What is being asked >> Quote the material verbatim, beginning with its first line and continuing through the line that contains "311L1 317V348L54 350L64".
>>
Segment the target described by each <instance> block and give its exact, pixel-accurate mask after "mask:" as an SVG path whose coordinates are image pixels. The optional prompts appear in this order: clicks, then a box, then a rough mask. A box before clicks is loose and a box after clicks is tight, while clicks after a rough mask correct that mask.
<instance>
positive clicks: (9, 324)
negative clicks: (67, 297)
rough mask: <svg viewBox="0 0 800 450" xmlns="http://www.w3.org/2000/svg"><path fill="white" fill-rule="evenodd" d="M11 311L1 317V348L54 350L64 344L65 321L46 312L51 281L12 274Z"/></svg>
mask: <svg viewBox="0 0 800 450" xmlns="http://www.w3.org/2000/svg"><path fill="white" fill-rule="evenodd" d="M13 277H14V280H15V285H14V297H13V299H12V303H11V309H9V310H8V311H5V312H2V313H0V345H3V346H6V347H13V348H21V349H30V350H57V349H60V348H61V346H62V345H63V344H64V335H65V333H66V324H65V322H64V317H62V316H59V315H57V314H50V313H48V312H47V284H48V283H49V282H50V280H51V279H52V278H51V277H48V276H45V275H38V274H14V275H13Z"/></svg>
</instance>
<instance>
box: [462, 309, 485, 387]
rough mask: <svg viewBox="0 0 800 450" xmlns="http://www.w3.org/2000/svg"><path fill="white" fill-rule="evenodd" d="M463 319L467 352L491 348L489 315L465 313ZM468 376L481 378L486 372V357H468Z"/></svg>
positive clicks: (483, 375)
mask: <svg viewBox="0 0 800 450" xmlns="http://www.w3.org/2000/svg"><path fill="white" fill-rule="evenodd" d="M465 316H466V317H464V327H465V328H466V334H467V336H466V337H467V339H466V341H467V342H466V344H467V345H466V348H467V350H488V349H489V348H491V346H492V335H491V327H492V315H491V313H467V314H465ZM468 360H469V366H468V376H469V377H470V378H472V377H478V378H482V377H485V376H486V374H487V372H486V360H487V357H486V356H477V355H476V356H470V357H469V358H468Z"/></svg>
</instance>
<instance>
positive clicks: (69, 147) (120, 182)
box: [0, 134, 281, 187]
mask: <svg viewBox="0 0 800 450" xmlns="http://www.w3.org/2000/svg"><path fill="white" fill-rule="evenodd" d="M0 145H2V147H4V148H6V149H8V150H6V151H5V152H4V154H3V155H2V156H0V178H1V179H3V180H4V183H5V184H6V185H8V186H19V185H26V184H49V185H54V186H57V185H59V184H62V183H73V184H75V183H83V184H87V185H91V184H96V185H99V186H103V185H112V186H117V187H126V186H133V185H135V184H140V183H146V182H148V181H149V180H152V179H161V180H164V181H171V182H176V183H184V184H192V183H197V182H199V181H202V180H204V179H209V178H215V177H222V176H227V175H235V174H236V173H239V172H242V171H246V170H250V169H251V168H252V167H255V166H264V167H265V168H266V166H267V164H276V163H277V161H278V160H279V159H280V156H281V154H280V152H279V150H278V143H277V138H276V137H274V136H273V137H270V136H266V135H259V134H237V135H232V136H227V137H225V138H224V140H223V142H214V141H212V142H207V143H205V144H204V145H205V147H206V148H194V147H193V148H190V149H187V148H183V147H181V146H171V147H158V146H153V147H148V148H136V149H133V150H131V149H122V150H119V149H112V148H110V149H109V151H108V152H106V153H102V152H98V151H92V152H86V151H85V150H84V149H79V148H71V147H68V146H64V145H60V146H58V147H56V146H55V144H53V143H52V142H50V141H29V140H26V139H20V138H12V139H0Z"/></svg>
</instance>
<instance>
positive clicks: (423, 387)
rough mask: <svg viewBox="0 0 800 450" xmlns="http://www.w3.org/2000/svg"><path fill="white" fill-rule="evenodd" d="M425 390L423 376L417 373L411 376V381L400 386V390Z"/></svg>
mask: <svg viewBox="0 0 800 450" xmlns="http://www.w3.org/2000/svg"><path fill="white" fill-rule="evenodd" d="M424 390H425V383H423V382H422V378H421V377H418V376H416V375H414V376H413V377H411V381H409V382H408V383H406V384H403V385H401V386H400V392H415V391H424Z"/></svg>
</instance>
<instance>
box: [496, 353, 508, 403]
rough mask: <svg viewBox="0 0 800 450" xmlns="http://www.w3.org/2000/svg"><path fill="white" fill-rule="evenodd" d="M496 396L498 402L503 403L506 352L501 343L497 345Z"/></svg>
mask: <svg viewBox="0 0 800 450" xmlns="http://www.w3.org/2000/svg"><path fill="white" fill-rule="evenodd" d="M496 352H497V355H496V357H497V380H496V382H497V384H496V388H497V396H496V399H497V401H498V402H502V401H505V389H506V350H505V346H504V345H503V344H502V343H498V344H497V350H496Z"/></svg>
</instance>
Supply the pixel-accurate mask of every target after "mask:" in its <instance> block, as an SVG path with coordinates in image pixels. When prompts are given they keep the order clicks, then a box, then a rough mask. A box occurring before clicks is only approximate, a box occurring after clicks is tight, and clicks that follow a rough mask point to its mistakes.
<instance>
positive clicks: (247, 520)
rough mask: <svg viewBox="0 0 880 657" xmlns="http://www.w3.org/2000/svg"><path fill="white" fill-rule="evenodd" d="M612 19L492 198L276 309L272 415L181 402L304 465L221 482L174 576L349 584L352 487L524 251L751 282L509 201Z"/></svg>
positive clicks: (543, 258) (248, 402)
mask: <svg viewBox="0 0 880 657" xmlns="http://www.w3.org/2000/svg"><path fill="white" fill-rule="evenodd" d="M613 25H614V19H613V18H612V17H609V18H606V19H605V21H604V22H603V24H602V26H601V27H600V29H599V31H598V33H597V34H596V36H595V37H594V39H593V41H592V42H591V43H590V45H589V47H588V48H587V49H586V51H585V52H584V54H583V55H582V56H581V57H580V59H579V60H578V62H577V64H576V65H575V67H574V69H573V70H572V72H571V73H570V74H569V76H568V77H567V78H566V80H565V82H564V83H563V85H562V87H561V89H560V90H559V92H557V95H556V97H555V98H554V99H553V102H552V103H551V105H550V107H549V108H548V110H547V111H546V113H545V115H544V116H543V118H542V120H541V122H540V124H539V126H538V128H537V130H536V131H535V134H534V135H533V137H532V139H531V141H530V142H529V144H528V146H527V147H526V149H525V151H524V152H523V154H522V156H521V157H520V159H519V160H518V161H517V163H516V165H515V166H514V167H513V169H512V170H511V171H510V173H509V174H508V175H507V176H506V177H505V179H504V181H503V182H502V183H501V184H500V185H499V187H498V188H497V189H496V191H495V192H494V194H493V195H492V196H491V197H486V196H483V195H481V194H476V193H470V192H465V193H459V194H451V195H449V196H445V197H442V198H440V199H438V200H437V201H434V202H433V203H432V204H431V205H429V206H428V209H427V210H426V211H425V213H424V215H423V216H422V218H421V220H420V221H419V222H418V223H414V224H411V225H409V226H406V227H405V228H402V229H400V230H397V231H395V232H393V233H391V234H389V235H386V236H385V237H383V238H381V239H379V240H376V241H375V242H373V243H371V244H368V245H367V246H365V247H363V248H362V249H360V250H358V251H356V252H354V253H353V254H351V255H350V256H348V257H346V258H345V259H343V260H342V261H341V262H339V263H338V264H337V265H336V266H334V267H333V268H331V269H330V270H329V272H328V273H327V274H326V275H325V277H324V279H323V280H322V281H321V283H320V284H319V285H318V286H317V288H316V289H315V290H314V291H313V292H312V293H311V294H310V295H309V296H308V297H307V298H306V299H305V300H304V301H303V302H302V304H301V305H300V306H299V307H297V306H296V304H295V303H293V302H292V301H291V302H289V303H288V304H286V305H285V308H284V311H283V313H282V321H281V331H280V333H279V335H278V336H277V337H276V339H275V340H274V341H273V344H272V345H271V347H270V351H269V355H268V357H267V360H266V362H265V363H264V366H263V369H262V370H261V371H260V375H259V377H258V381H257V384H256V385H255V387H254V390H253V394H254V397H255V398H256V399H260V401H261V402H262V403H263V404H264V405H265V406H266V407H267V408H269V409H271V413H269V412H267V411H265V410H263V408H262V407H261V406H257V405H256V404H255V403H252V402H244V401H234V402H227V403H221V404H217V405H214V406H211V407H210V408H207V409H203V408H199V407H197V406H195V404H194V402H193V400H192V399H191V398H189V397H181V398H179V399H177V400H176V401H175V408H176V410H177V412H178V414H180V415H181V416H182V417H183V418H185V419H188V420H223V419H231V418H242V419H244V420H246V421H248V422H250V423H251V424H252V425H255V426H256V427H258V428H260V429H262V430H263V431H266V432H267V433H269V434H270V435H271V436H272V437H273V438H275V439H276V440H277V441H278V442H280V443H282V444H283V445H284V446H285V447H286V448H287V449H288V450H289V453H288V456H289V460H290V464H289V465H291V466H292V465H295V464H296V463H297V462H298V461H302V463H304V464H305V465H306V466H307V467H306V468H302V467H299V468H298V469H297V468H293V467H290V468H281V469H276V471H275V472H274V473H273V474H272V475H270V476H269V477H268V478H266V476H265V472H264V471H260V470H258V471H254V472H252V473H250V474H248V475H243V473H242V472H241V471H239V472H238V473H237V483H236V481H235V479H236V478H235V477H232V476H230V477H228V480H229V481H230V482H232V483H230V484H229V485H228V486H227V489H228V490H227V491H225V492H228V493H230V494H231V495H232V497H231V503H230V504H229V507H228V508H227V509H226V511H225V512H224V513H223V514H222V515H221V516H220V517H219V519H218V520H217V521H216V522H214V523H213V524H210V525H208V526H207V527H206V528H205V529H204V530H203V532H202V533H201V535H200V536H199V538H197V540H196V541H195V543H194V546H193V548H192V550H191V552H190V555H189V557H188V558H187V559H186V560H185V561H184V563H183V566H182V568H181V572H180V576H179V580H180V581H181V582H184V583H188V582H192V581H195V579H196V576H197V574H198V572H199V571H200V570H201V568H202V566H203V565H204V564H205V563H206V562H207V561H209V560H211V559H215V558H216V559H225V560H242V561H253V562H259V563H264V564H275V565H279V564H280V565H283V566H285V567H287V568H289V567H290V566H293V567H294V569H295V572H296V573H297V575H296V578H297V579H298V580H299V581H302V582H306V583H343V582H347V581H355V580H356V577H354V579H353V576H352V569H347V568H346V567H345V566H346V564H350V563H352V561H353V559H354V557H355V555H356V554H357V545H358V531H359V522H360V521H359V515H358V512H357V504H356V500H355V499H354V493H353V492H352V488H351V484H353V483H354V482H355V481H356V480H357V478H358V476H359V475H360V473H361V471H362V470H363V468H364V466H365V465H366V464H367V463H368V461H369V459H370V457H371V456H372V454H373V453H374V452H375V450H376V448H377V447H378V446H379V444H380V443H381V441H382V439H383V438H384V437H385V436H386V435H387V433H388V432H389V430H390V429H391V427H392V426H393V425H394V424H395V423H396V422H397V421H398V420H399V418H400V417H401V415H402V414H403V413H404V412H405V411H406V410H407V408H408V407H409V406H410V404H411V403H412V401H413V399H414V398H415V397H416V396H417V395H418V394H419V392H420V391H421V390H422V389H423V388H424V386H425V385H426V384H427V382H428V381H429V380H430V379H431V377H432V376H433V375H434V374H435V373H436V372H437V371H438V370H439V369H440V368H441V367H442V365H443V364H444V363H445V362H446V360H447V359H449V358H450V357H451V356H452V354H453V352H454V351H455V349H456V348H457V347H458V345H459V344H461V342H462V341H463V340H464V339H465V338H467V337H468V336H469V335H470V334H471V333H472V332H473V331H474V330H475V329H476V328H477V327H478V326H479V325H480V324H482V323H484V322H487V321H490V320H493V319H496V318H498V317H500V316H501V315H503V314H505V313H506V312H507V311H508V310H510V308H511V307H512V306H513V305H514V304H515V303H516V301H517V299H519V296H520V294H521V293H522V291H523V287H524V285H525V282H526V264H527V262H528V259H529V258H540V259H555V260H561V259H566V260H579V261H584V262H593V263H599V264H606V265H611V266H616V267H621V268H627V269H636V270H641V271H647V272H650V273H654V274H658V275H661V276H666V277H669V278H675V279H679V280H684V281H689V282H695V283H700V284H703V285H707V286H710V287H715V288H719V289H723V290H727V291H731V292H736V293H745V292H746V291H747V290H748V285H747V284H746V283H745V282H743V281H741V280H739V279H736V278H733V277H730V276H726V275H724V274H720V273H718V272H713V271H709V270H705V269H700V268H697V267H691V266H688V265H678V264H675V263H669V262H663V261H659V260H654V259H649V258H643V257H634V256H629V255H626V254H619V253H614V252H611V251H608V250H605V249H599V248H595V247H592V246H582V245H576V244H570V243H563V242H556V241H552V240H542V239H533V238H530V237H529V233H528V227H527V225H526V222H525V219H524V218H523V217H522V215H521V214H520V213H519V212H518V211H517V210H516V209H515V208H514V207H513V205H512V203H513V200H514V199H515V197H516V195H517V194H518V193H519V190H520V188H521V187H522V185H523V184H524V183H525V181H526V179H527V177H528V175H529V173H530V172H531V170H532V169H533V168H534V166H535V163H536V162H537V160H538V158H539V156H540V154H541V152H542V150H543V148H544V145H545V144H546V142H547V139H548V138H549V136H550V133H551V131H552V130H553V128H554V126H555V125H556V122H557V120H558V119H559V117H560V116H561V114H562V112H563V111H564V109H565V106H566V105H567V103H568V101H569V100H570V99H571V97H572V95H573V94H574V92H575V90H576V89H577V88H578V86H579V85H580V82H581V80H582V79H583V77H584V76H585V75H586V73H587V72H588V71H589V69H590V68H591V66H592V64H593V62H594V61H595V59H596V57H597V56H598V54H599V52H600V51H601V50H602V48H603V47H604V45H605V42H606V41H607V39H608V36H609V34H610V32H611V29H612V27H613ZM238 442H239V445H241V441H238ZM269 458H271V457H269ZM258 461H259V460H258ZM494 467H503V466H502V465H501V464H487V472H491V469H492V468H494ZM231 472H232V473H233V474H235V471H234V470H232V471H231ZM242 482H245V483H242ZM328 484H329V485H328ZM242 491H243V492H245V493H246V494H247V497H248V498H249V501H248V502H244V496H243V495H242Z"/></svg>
<<
Response area >>
Segment the target described by each <instance> block and give its exact, pixel-accurate mask after "mask:" as an SVG path whose coordinates are image pixels. The optional prompts appear in this order: clicks, then a box, then a rough mask. A box before clicks is loose and a box after clicks is tight, while clicks after a rough mask correct that mask.
<instance>
positive clicks: (9, 324)
negative clicks: (67, 297)
rough mask: <svg viewBox="0 0 800 450" xmlns="http://www.w3.org/2000/svg"><path fill="white" fill-rule="evenodd" d="M11 311L1 317V348L54 350L64 344L65 321L46 312L51 281L12 274Z"/></svg>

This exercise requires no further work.